WHAT TO WORK ON: Turn the material, from its first line through the line containing "x=270 y=217" inclusive, into a numbered list with blank lines omitted. Include nothing beyond that line.

RECORDS FOR THE EXERCISE:
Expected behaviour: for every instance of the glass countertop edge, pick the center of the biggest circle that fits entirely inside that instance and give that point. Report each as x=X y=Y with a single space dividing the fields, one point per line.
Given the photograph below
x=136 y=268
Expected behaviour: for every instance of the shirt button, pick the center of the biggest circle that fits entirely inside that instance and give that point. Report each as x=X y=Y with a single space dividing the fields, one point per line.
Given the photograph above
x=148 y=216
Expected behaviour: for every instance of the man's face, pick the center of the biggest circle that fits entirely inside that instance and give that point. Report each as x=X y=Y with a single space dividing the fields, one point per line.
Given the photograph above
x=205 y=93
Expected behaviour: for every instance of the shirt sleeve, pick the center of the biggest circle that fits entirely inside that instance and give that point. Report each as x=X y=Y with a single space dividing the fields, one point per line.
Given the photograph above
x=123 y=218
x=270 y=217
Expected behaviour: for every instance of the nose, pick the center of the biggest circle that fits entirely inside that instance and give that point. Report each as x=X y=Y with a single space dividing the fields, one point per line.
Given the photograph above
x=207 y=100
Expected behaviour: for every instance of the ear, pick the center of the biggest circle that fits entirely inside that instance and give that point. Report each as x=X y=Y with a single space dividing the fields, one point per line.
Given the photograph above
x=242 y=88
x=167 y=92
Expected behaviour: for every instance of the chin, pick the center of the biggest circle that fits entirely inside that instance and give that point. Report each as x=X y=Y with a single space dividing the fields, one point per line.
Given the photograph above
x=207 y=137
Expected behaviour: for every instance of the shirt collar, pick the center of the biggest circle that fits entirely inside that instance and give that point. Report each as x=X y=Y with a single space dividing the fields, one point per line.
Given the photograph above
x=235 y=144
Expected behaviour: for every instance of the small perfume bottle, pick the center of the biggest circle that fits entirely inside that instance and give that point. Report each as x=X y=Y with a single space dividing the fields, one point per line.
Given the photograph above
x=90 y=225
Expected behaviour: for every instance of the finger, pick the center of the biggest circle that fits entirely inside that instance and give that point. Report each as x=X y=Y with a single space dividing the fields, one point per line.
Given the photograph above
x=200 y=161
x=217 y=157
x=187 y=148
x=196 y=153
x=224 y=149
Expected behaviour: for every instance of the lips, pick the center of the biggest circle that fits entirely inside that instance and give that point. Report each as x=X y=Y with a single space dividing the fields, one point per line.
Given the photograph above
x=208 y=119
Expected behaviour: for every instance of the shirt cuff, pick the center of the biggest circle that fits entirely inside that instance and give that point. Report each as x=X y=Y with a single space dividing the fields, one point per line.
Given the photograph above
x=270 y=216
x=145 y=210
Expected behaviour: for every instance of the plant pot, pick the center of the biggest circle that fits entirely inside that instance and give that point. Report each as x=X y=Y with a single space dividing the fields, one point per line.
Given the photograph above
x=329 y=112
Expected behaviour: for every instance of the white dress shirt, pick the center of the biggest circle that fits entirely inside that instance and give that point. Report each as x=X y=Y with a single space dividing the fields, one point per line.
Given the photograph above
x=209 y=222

FINISHED TASK:
1. Expected behaviour: for every instance of the glass countertop edge, pick the center of the biggest circle that fits entirely inside that instance and give that point. Report each as x=X y=Y with a single space dividing the fields, one point per line.
2. Given the photograph below
3. x=136 y=268
4. Expected behaviour: for every instance of the shirt button, pick the center of the biggest circle that fits entirely inside that instance and give that point. Report each as x=X y=Y with a single space dividing the fields, one point per line.
5. Given the photograph above
6. x=148 y=216
7. Expected behaviour: for every instance of the man's face, pick the center of the biggest circle that fits entirely inside that instance and give that point. Report each as x=X y=Y with a single space dividing the fields, one point per line.
8. Given the photograph above
9. x=205 y=93
10. Expected behaviour: for every instance of the shirt sleeve, pick the center of the biggest circle that fits entirely inside that instance and give that point. Report each as x=X y=Y with a single space dividing the fields, one point per line.
11. Given the photograph above
12. x=123 y=218
13. x=270 y=217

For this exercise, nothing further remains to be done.